### Document excerpt
(begin)
The Queen
I saw The Queen, along with a grimy, faded, near-unwatchable print of Dangerous Liasons, last week at the Aero Theater in Santa Monica with the director of both films, Stephen Frears, in attendance. (I don't know how Mr. Frears felt about seeing perhaps his most celebrated work projected in such a lamentable state. One can only hope that he made his gracious post-Q&A exit during the opening credit sequence, before the filth became too overbearing.)
It's a deft and surprising film, much more humorous than I expected, and I enjoyed it very much. So I'm not quite sure why it has taken me four days to actually write up a review...Laziness, I guess.
Frears had made a docu-drama for the BBC about the early political career of Tony Blair starring a man named Michael Sheen, who in addition to possessing a great deal of charisma and a natural presence on screen also happens to look very much like the real Prime Minister. The original project having been such a success, it was decided that Sheen would reprise his role as Blair in another film, one chronicling the week following the Parisian car crash that killed Lady Diana, ex-wife to the Prince of Wales.
So though it is titled The Queen and features an assured, sharp and rightly celebrated performance by Helen Mirren as Her Royal Highness Queen Elizabeth II, Frears' film isn't character study about one of the world's most famous monarchs. Rather, Frears and writer Peter Morgan mine human comedy from the relationship between an anxious upstart politician and the outdated relic to whom he's regrettably saddled.
In the Q&A session that followed the film last Saturday, Frears postulated that the monarchy itself may fade out after the death of Queen Elizabeth. The Queen is beloved of her subjects, but the same cannot necessarily be said for the institution she represents. It's an untenable situation, a self-fulfilling prophecy. If everyone thinks that the monarchy has no real power, and there's no Constitution giving the monarchy any official power, then the monarchy has no power. It's almost as if Brits have decided to just let these people continue to act like royalty in order to be polite, which is a very British thing to do. After all, it would be rude to ask them to move off of their 40,000 acres now. They're old!
Frears' film cuts right to the heart of this barely-concealed tension. Blair seems to know the Queen's opinion matters as he practices the various handshakes and salutory rituals one needs to make her acquaintance, but he also knows all this pomp has no deep significance. The Queen stands for tradition, but most of her subjects seem to desire change. The Queen hates celebrities, yet stripped of powers of state, she's little more than a celebrity herself. It would be tragic if it wasn't so amusing.
Frears' insightful, craftily satirical film pivots on one central concept: the notion of an old-fashioned European monarchy co-existing with a modern representational government is stupid and ridiculous. The film opens with Tony Blair's government ascending to power in a crucial election. In accordance with tradition, the first duty of an incoming Prime Minister is to visit The Queen and ask (or, more accurately, beg) for permission to form a new government.
(end)
### Listing
(begin)
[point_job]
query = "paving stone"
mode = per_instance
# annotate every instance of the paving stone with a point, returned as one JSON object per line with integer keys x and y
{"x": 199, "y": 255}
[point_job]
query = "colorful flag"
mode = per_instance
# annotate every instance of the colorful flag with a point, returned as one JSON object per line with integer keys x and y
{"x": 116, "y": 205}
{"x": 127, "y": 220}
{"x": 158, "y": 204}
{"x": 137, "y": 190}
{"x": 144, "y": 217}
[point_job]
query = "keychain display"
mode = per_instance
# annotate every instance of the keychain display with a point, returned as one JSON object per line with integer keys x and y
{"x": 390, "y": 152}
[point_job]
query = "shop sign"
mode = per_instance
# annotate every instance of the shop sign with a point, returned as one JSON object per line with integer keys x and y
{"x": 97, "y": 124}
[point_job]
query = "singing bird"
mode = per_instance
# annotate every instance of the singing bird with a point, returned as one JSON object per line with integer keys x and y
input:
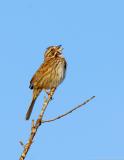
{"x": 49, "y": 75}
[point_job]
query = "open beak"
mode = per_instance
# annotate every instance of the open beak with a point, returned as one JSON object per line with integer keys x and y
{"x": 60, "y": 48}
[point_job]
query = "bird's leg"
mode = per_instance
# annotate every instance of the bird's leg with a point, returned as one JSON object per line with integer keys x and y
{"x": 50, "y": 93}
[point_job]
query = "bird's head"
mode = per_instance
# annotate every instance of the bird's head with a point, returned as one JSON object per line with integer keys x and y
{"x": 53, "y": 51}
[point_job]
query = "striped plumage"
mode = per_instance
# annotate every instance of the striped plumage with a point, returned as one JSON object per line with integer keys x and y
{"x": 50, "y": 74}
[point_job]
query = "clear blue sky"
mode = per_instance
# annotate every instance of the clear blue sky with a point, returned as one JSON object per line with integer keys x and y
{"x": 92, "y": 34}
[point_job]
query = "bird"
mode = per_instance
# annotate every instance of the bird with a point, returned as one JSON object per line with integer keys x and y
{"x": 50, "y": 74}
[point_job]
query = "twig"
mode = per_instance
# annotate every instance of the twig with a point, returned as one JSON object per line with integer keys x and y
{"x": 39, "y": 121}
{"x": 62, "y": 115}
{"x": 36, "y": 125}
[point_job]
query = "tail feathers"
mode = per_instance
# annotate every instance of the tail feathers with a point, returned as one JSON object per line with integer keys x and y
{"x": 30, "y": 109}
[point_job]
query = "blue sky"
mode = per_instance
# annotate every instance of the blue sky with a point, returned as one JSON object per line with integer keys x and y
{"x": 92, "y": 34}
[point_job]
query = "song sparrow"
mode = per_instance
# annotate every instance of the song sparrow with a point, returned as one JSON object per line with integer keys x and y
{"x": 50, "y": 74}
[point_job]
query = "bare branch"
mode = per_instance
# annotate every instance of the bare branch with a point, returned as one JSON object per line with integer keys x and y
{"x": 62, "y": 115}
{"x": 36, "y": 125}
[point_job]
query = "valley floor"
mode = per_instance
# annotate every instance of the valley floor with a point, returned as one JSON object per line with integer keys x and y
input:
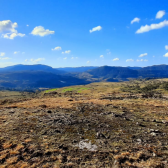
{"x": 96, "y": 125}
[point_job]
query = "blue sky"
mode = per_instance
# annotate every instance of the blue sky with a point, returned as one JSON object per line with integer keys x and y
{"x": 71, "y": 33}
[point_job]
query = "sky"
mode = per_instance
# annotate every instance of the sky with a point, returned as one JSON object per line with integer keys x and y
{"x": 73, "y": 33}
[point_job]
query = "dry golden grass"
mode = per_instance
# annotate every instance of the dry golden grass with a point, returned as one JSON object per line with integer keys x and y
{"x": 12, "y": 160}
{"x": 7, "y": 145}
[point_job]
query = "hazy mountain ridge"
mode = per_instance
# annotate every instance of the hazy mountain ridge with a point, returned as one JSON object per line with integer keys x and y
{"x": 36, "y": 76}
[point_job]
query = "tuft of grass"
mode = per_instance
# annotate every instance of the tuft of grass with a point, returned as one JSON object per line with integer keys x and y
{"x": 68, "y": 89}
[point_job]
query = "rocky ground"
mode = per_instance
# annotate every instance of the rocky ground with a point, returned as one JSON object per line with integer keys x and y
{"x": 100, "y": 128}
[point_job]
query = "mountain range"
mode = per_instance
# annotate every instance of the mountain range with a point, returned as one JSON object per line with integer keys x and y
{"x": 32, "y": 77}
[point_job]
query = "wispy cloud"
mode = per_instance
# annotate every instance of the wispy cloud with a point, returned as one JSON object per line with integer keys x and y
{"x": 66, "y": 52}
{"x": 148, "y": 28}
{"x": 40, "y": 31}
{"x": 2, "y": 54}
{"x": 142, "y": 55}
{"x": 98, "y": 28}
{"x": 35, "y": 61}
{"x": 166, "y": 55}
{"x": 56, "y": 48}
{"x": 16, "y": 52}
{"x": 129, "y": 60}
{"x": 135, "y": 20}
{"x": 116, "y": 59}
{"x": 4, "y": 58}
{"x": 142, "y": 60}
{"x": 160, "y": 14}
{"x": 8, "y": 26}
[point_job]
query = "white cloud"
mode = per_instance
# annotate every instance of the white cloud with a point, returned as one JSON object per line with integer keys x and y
(end)
### Problems and tasks
**A.** Output the passage of the review of The Queen starting at "It's a deft" and ending at "Prince of Wales.", copied word for word.
**B.** Go on with the review of the film The Queen from the point where it stops.

### Replies
**A.**
It's a deft and surprising film, much more humorous than I expected, and I enjoyed it very much. So I'm not quite sure why it has taken me four days to actually write up a review...Laziness, I guess.
Frears had made a docu-drama for the BBC about the early political career of Tony Blair starring a man named Michael Sheen, who in addition to possessing a great deal of charisma and a natural presence on screen also happens to look very much like the real Prime Minister. The original project having been such a success, it was decided that Sheen would reprise his role as Blair in another film, one chronicling the week following the Parisian car crash that killed Lady Diana, ex-wife to the Prince of Wales.

**B.**
Blair's a modern, casual kind of guy who asks everyone he works with to call him "Tony," but he's patriotic and enthusiastic enough to accept this rather awkward, humiliating ordeal with a smile. His wife Cherie (Helen McCrory), whom the Queen's advisor (Roger Allam) calls a "staunch anti-monarchist," finds the whole affair offensive, and makes it known with her fits of giggly schoolgirl laughter and her "shallow courtsy."
Frears and Morgan eventually come down on Cherie's side of this argument, taking umbrage at the idea of nobles, elevated by nothing other than birthright, lording over civil society with their antiquated rules and petty family squabbles. Accordingly, they depict all the royals as ludicrous characters in many ways.
As the petty, strangely hostile Prince Philip, James Cromwell gets the film's biggest laughs and even works in some physical comedy. I've rarely enjoyed him more on screen. A guy I've never seen in a movie before, Alex Jennings, gives a truly brilliant performance as Prince Charles, turning him into a mawkish, weepy caricature that's somehow more human than the real Prince Charles. Sylvia Syms plays Her Majesty the Queen Mother like a boozy old broad on a sitcom, gingerly tossing out rotten advice and backhanded compliments in between healthy slugs of bourbon. They're a fun group.
Still, despite Frears' sarcastic contempt for the Royal Family and the history of oppression and elitist disdain they represent, he can't quite give himself fully over to the idea of hating them. Using mostly archival footage from the immediate aftermath of Diana's death, Frears depicts the very real and very emotional grief of the English people over the loss of an ex-royal they saw as one of their own. Surely the royals still mean something to the British people if they are capable of eliciting this kind of sadness and anger.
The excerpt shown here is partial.